What you are asked to do: Using the entries that follow, transcribe only the lines from the line with "Target: team crest on chest" to the line with "Target: dry grass tuft", both included, exactly as they stand and without pictures.

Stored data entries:
_ _ _ _

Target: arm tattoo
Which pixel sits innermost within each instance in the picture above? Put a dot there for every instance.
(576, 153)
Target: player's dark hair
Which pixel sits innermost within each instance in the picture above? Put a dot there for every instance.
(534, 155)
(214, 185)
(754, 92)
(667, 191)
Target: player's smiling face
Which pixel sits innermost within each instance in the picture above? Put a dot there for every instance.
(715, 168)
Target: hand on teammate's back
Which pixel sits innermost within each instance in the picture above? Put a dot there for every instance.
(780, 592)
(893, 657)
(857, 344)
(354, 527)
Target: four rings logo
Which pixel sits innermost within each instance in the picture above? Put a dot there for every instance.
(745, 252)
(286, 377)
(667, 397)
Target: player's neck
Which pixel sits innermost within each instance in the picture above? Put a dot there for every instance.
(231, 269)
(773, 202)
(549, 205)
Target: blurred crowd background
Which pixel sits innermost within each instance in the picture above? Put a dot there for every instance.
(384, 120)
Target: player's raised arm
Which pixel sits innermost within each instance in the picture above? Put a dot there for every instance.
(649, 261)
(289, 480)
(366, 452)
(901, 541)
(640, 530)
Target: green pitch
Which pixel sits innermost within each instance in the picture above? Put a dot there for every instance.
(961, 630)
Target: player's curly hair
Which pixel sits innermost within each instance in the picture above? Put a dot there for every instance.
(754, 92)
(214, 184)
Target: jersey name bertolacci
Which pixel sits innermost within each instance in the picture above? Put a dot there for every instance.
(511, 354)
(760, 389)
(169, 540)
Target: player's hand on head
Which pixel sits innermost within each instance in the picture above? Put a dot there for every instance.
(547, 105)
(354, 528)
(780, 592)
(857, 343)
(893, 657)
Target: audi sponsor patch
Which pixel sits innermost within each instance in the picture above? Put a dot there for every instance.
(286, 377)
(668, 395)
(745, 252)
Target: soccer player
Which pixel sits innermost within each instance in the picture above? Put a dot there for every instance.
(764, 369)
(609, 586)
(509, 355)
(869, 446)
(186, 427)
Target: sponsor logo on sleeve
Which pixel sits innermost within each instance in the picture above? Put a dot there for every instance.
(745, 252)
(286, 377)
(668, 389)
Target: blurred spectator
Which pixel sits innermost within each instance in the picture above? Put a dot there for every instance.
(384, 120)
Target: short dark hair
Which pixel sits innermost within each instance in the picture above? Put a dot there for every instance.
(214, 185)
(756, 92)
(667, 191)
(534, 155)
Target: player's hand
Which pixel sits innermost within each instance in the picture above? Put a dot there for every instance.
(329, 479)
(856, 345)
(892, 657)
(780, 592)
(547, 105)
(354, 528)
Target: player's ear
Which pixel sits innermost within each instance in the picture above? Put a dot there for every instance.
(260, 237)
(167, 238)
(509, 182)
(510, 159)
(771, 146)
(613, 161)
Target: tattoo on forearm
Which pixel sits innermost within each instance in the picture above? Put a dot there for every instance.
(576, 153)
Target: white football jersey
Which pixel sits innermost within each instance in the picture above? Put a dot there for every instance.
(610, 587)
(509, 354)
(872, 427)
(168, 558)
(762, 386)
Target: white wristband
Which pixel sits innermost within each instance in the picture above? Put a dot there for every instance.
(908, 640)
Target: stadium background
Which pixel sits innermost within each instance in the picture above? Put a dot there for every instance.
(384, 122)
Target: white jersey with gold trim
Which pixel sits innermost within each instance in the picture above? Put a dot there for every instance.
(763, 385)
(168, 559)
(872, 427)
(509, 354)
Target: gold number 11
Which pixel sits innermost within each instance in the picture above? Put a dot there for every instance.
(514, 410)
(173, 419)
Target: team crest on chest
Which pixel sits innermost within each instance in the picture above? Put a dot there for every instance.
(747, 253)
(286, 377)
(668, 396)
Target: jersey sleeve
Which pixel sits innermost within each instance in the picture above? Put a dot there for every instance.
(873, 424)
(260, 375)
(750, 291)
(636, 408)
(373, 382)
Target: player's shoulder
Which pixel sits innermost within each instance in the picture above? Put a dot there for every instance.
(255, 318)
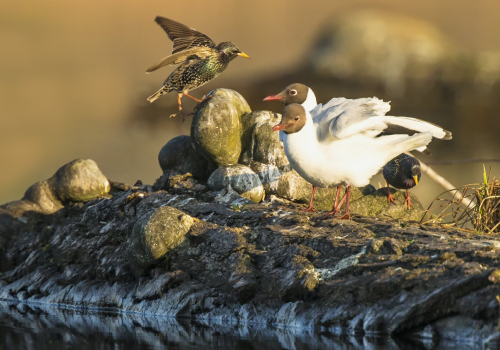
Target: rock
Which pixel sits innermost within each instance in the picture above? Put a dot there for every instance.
(266, 264)
(242, 279)
(178, 156)
(230, 196)
(386, 246)
(299, 281)
(259, 142)
(158, 286)
(155, 234)
(268, 174)
(77, 181)
(80, 181)
(42, 194)
(216, 127)
(241, 179)
(3, 242)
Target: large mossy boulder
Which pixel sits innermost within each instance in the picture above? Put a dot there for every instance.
(239, 178)
(78, 181)
(154, 235)
(216, 127)
(260, 143)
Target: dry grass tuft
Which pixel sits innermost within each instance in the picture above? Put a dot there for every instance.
(482, 214)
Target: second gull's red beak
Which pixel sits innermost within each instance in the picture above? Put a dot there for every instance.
(280, 127)
(273, 98)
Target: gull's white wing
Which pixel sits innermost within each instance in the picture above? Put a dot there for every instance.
(342, 118)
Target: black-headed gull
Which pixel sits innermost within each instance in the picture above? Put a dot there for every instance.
(402, 172)
(348, 141)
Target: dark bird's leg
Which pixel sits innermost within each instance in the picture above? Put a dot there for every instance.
(311, 207)
(408, 201)
(336, 206)
(347, 215)
(390, 198)
(181, 112)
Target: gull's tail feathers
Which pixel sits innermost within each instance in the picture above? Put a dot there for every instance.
(416, 142)
(405, 125)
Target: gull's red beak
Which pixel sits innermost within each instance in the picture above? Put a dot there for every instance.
(280, 127)
(273, 98)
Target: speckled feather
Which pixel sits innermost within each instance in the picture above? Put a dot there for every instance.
(189, 76)
(398, 171)
(203, 61)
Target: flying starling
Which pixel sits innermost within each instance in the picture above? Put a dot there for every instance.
(402, 172)
(200, 60)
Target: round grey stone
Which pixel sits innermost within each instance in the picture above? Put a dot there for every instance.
(241, 179)
(80, 181)
(155, 234)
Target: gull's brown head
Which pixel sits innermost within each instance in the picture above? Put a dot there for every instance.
(294, 93)
(293, 119)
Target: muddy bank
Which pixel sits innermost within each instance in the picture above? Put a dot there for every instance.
(266, 264)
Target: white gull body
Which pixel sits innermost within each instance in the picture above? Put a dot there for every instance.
(339, 145)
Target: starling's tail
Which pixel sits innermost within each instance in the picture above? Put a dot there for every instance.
(165, 89)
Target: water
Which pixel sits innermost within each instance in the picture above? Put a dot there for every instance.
(32, 328)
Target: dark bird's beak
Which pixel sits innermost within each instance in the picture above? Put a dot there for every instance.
(280, 126)
(273, 98)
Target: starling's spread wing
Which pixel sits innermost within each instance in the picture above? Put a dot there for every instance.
(193, 54)
(184, 38)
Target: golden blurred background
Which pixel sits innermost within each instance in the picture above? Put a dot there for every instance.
(72, 81)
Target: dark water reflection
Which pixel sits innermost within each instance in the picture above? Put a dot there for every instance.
(33, 328)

_ _ _ _

Expected answer:
Target: team crest on chest
Which pixel sits innermost within each instance in the picture above? Put a dot there for every instance.
(747, 253)
(286, 377)
(668, 396)
Target: jersey sleeve
Which pixel sits innermost within each instance in the picture above? Put a dot there for every instance.
(873, 424)
(260, 375)
(750, 291)
(636, 408)
(373, 382)
Target: player's shoulder
Which pixel sits innermost within each instance in the picture above? Put a dot there for every instance.
(255, 318)
Target: rock
Which pixel sits innermost within each instance in the picture above? Put a dot there for every instance.
(266, 264)
(242, 279)
(178, 156)
(230, 196)
(386, 246)
(299, 281)
(259, 142)
(158, 286)
(155, 234)
(268, 174)
(77, 181)
(80, 181)
(42, 194)
(216, 127)
(241, 179)
(3, 242)
Target: large mossy boulder
Which pixel sits innermost within each instance in the picture above? Put a dot there for every instance.
(239, 178)
(78, 181)
(154, 235)
(216, 127)
(260, 143)
Target: dry grass tuft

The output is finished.